## Exercise aim
Among the lines below, a stretch begins at the one with "Target: green container" and ends at the one with "Target: car side window". Repeat that stretch exactly, ends included.

==== Data for analysis ====

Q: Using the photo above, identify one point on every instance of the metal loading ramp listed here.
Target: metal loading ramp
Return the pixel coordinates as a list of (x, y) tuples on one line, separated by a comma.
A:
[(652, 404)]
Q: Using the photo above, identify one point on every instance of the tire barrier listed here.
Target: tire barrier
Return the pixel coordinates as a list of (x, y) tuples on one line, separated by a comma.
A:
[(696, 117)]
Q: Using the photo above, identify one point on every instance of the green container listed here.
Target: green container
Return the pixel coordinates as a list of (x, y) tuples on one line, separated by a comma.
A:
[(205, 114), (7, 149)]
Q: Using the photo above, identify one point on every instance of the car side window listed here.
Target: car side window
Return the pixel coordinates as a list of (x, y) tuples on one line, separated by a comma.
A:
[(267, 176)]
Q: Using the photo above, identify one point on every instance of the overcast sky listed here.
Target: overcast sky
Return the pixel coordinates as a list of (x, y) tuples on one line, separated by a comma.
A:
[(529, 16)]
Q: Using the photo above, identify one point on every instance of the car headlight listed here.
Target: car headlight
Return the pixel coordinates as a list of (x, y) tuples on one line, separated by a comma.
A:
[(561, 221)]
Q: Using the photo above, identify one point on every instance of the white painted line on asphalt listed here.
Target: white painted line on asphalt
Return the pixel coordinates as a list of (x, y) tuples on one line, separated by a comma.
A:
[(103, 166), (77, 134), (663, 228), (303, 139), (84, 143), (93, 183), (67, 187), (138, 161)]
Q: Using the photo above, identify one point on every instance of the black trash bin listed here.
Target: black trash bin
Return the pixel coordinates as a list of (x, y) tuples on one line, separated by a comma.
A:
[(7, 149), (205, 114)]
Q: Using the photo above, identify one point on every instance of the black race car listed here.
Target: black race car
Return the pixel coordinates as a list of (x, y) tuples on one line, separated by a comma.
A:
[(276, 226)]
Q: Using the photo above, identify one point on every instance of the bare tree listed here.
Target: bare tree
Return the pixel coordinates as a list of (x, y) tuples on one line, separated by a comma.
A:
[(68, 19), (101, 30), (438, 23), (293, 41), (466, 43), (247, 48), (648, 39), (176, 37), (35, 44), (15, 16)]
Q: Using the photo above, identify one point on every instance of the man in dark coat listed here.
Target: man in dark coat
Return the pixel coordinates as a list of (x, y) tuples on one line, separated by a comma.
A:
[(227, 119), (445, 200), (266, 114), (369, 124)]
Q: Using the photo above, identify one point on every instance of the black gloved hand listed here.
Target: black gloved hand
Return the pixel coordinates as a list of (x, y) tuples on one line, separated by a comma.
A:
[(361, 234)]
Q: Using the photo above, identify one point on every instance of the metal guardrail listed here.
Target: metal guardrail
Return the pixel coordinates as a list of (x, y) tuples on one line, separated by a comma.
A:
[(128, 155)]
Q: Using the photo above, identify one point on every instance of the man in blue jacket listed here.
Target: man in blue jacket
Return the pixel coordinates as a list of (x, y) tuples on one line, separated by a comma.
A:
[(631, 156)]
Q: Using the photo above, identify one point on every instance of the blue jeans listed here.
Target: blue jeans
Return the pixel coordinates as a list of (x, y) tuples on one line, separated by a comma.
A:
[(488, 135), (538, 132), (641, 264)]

====
==== Data for analysis ====

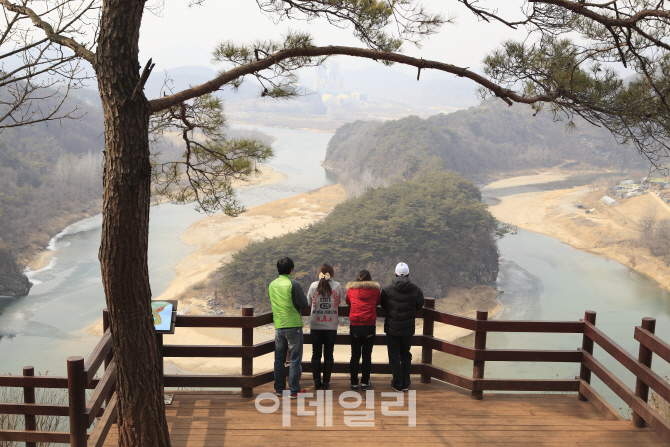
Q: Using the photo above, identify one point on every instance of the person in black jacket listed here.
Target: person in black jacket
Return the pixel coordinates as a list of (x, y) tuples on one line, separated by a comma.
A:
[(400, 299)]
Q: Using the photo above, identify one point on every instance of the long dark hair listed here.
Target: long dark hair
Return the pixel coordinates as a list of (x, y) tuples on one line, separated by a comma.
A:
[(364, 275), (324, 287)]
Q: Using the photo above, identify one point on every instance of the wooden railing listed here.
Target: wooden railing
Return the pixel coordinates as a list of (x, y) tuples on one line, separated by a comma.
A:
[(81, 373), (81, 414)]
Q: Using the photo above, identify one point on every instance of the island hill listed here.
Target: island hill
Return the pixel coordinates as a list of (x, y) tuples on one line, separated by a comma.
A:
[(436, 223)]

====

## Response area
Target: green container
Return the pixel coordinates as a list of (x, y) tuples on one line, separated by a comma.
A:
[(205, 114), (7, 149)]
Q: Using the photo above, identify one point on every instance of the car side window listed here.
Target: car side window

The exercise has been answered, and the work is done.